**O que fazer**.
**A)** Segundo o texto sobre o filme "No", em qual manuscrito não publicado a obra se baseia?
**B)** Prossiga com o texto sobre o filme "No" a partir da última frase apresentada.

Dirigindo "No" de maneira genial, Pablo Larraín apresenta uma reconstrução histórica do plebiscito chileno que tirou Pinochet do poder.

Em 1988, depois de 15 anos de ditadura imposta pelo governo de Augusto Pinochet, o povo chileno teve a chance de votar na continuidade do presidente em um plebiscito nacional. Era "Sim", para manter Pinochet no cargo por mais oito anos, ou "Não", para expulsá-lo do poder. Obviamente a população estava dividida, uma parcela do povo vivia muito bem, trabalhava, seus filhos estudavam, mas isso às custas dos 40% de miseráveis no país. Era preciso que uma mensagem abrisse os olhos dessas pessoas, vencendo assim esta barreira fomentada pela alienação e medo.

"No", filme dirigido e roteirizado de forma brilhante por Pablo Larraín, se baseia no manuscrito não publicado "El Plebiscito", escrito por Antonio Skármeta. A obra, de tom documental vertiginoso, explora as estratégias publicitárias utilizadas em ambas as frentes - O "Sim" e o "Não" teriam campanhas eleitorais na TV de 15 minutos cada. Mas as propostas do filme não param por aí. A ideia primordial de Larraín foi realizar uma reconstrução histórica do acontecimento, homenageando todos os envolvidos na campanha do "Não", e obviamente condenando os do "Sim". Seguindo então este propósito, o resultado alcançado foi magnífico, pois, além de se utilizar de imagens reais das campanhas, ele convocou pessoas que realmente participaram dos vídeos - enquanto na ficção os mesmos estão envelhecidos, nos vídeos originais os vemos jovens, uma licença poética de méritos incalculáveis. Atenciosamente, o diretor realizou uma espécie de bastidores das peças que foram ao ar, reproduzindo as filmagens das cenas que as compunham.

**Itens**.
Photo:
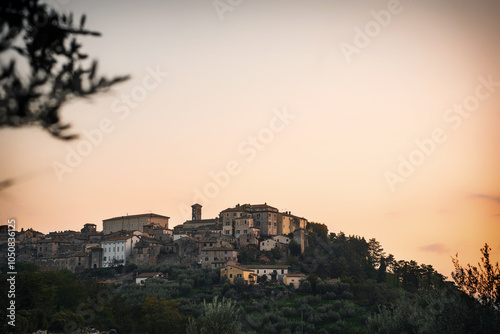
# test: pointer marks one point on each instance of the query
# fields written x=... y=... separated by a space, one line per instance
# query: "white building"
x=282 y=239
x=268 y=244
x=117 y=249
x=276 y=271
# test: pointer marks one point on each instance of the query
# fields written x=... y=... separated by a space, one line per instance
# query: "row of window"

* * *

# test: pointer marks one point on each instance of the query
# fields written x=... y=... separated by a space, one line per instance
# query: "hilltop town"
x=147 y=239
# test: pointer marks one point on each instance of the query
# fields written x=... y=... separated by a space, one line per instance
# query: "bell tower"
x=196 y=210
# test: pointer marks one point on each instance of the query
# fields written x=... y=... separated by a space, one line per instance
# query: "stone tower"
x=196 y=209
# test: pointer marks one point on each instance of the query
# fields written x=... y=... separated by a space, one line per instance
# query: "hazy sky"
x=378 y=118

==

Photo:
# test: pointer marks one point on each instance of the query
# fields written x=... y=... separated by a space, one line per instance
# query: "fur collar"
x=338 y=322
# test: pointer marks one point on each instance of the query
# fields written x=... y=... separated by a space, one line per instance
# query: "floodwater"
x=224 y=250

**Respostas por tarefa**.
**A)** No manuscrito "El Plebiscito", escrito por Antonio Skármeta.

**B)**
"No" explora também todos os problemas enfrentados pela equipe "comunista". Os artifícios de intimidação perpetrados pelo governo eram constantes, e culminavam em injustiças revoltantes. Os membros da equipe eram seguidos, seus vídeos eram analisados pela direita antes de irem ao ar (e censurados pelos mesmos), eles e suas famílias eram ameaçados. Um terror que, pelo menos os publicitários, não estavam acostumados, pois faziam parte da parcela privilegiada da população, e entraram nesta missão cheios de receios.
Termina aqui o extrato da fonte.